Opinion
Civil Action 1:22-CV-109
04-05-2024
REPORT AND RECOMMENDATION, RECOMMENDING THAT DEFENDANT ALORICA, INC.'S MOTION FOR SUMMARY JUDGMENT [ECF NO. 125] BE GRANTED AND THAT PLAINTIFF SAMANTHA FOLIO'S MOTION FOR SUMMARY JUDGMENT [ECF NO. 119] BE DENIED
MICHAEL JOHN ALOI UNITED STATES MAGISTRATE JUDGE
This matter is before the undersigned Magistrate Judge pursuant to a Referral Order [ECF No. 4] entered by the Hon. Thomas S. Kleeh, Chief United States District Judge, on October 26, 2022. Presently pending before the Court is a motion for summary judgment [ECF No. 119] filed by Plaintiff Samantha Folio (“Folio”) on October 27, 2023 and a motion for summary judgment [ECF No. 125] filed by Defendant Alorica, Inc. (“Alorica”) on November 17, 2023. For the reasons stated herein, the undersigned RECOMMENDS that Alorica's motion for summary judgement be GRANTED and that Folio's motion for summary judgement be DENIED.
I. FACTUAL AND PROCEDURAL BACKGROUND
A. Factual Background
In September of 2021, Folio was hired as a Customer Service Representative at Alorica. She participated in a virtual training class within the first month of her employment. During the course of the training class, another trainee informed Alorica that Folio had sent her “disturbing messages through social media” that made her feel “afraid for her mental stability and [her] safety.” [ECF No. 125-3]. Specifically, the employee provided Alorica with copies of messages sent between that trainee and a person whose profile appeared to belong to Folio. Among other things, the messages included a photograph of a deceased bird that was allegedly sent to the employee by Folio and in Folio's possession. Further, Folio allegedly told the trainee that her “unborn child was going to die.” [ECF No. 125-2, 3]. The employee tried to ignore the messages, but Folio continued to send the trainee unwanted messages, to the point that the trainee blocked Folio's number and the trainee's husband contacted law enforcement. [ECF No. 125-3].
═══
Directions for this task: Render this sentence from the court report in Spanish: "In September of 2021, Folio was hired as a Customer Service Representative at Alorica." The lines after this are separate material and not part of the court report.

(Pointing and labeling entries)
═══
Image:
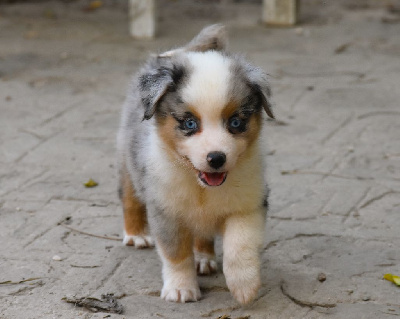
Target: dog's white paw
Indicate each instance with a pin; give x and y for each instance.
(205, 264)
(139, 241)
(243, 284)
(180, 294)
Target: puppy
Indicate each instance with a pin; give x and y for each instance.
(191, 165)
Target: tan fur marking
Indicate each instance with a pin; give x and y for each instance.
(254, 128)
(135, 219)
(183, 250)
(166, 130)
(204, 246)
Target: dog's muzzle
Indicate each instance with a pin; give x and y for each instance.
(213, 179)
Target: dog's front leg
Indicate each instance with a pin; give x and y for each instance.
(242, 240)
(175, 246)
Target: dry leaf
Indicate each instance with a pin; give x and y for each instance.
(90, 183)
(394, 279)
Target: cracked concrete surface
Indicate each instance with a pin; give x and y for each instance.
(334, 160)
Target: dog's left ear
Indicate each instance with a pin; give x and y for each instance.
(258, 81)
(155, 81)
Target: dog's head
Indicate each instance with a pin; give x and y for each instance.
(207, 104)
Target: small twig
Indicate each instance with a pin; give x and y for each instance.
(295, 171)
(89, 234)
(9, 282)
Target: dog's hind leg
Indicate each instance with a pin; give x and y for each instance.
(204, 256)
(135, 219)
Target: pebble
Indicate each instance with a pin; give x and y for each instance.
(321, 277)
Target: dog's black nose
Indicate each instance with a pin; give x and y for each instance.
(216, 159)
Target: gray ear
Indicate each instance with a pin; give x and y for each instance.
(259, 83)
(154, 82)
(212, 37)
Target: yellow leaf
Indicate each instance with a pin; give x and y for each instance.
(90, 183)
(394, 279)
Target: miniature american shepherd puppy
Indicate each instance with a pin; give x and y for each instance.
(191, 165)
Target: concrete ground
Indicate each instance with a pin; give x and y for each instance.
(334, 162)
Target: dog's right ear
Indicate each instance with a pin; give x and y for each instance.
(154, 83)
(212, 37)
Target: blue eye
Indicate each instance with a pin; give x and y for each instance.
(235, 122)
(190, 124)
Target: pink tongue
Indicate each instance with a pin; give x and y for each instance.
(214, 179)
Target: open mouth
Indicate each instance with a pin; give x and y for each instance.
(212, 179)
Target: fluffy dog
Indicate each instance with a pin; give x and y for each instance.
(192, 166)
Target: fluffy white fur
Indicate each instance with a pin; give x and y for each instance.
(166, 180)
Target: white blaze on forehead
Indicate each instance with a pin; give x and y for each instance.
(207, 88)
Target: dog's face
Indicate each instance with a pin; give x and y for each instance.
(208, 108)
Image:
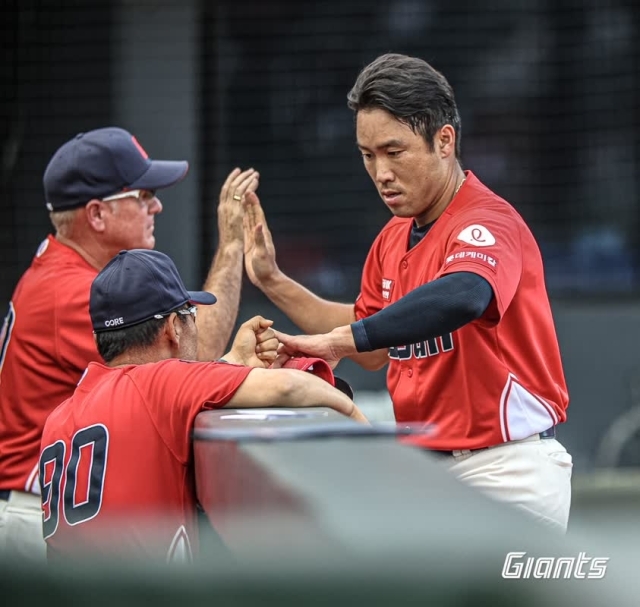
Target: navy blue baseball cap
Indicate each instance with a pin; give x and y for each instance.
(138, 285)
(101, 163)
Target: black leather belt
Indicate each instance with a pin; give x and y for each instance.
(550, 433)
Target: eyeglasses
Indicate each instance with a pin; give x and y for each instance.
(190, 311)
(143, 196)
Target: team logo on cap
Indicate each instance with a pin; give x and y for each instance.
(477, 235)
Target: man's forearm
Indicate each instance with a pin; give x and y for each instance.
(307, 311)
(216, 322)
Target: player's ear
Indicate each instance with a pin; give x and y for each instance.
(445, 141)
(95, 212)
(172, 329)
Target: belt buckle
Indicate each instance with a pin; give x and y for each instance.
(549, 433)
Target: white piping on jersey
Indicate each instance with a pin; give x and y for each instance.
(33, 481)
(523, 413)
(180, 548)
═══
Task solution: En septiembre de 2021, Folio fue contratada como Representante de Servicio al Cliente en Alorica.